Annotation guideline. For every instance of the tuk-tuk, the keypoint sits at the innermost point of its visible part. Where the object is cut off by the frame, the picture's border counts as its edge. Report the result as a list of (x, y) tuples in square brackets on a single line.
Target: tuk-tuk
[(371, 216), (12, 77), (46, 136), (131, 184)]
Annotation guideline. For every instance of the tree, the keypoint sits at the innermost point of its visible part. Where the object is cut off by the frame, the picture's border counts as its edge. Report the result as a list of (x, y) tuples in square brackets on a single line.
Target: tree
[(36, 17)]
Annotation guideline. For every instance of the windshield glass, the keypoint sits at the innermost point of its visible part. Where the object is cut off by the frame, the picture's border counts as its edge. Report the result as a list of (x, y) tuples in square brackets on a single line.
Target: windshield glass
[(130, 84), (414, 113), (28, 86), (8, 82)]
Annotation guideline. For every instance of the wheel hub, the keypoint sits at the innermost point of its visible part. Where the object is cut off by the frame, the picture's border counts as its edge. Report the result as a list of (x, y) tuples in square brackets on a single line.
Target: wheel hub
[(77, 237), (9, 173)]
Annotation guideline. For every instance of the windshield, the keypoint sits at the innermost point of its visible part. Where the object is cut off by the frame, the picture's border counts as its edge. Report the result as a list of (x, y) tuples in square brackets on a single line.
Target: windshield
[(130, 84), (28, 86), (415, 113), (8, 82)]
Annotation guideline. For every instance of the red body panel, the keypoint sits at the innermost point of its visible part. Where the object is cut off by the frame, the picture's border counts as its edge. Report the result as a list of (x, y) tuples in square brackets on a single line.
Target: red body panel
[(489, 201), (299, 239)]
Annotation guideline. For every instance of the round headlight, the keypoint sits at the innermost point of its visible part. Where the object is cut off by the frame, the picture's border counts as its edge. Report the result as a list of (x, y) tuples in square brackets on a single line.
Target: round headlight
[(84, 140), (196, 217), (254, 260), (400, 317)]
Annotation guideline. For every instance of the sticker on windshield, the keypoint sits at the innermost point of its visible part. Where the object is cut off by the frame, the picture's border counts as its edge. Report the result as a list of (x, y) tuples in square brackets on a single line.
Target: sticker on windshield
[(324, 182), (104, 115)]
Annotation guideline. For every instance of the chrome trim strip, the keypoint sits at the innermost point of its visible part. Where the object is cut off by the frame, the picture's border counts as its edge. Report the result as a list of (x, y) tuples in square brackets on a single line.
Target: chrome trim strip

* [Task statement]
The output should be the entire listing, exactly as it is.

* [Your solution]
Annotation guideline. For every instance of the tuk-tuk, the keypoint sits at the innermost point of its visible part. Where the object is cut off by the frame, the picture's border counts as its edge. Report the result as a list of (x, y) tuples in square brackets on a single line.
Target: tuk-tuk
[(371, 216), (12, 77), (46, 136), (131, 184)]
Annotation guideline. For every instance of the tree, the keypoint sits at the innermost point of its visible part. Where the object is cut off by the frame, the picture's border counts as its edge. Report the result as a list of (x, y) tuples in square brackets on a single line.
Target: tree
[(36, 17)]
Annotation guideline. For every instance of the windshield glass, the keypoint sits at the innermost point of its visible part. Where the object is cut off by the frame, the picture's border counts as its edge. Report the result as a list of (x, y) tuples in square brackets on a single line.
Target: windshield glass
[(130, 84), (414, 113), (28, 86), (8, 82)]
Annotation guideline. For every instance of the wheel hub, the keypoint sits at the innermost point of its visible part. Where the object is cut off by the frame, the picture's border counts as its edge. Report the result as a list of (x, y) tuples in square brackets on a single line.
Target: wheel hub
[(77, 237), (9, 173)]
Annotation guideline. For every instance of the windshield, the keypoint sits at the innermost point of its visible part. Where the object is cut off by the frame, the picture's border counts as its edge. Report the result as a list of (x, y) tuples in square brackets on a single line.
Target: windshield
[(130, 84), (28, 86), (415, 113), (8, 82)]
Annotation guideline. For every instance of the red body panel, the keypoint sits at the innermost point of its visible part. Where the object is cut off by the frame, the picture's border counts as its edge. Report the result as a list of (x, y) tuples in square brackets on a single line.
Target: red body panel
[(489, 201), (299, 239)]
Annotation guideline. For every instance of the round headlight, the keypoint sits at the innermost point of its visible part. Where the object is cut off by the frame, the picture's border counts as its edge. Report the result as a list of (x, y) tuples in square brackets on a single line.
Target: round headlight
[(84, 140), (196, 217), (254, 260), (400, 317)]
Annotation guideline. For every instance of the sticker on windshield, the keypoint sits at the innermost point of its visible part. Where the object is cut off by the frame, the picture's border counts as its edge. Report the result as a list of (x, y) tuples in square brackets on a single line.
Target: sticker on windshield
[(324, 182), (104, 115)]
Annotation guideline. For every instance of the chrome trim strip, the keypoint sits at the innermost point of its visible part. Where the object is cut off by the frame, the picture's border counts as its edge. Report the result as a list of (x, y) tuples in square brackets on a single line.
Target: chrome trim strip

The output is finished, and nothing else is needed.